### SHORT TASK:
Copy the entries below word for word, leaving out any picture.
^^^^^^^^
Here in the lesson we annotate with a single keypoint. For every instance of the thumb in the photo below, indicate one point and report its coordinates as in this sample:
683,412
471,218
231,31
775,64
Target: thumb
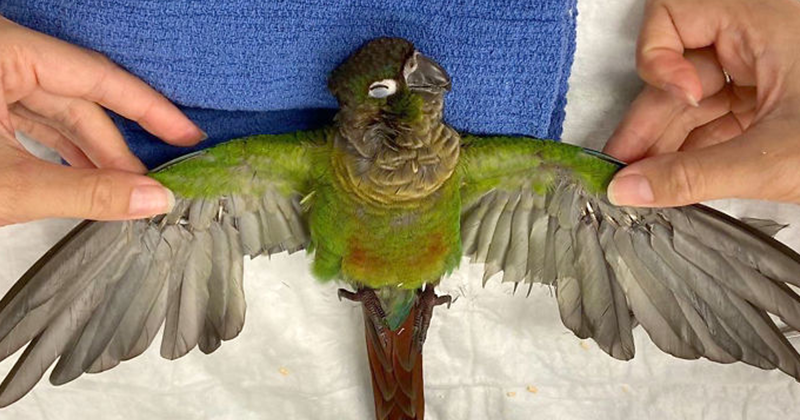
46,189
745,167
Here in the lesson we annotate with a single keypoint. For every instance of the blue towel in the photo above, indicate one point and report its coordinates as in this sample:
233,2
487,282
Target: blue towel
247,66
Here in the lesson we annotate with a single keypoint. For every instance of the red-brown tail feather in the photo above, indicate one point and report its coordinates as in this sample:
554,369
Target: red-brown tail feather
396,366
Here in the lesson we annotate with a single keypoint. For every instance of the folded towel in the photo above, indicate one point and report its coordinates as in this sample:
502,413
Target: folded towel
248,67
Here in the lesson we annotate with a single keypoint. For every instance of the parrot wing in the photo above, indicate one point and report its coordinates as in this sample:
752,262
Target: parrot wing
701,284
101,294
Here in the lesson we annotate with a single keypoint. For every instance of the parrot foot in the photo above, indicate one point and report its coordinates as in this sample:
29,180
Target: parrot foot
^^^^^^^^
### WRITTEN RESPONSE:
Here in the lesson we annotate with a single keypoint. For every instance of the thumb in the photo below, indicate one point and report its coordinates as in this sample:
683,412
471,218
231,31
775,64
Target: thumb
46,189
745,167
Here in the lesson we annotate with a single keypoint. For every instance of the blue towel in the photo above, indicate one point and report its coordinates as in this sample:
233,2
487,282
Target: blue towel
247,66
Here in the lesson we annotate with a single keypoint. For every instance of the red-brown tail feather in the photo above, indicate one point and report its coordinates as in this sample:
554,369
Target: red-brown tail feather
396,366
Here in the lesson we annotate with a single keypoint. For every instance of the folded towel in the photo above, indicate one point and report its coordinates as in this sample:
502,413
Target: folded towel
248,67
Here in the lesson we annotate with a single keypoint. For every instance of the parrot wing in the photo above, indicate one point and report its coordinates as in this sample:
752,262
Target: parrot wing
701,284
101,294
Here in the lesson we annotate with a single keypoint. For every instance of the parrot foot in the photo above, indicate one point and report its coordinates as in this sample:
29,180
Target: parrot foot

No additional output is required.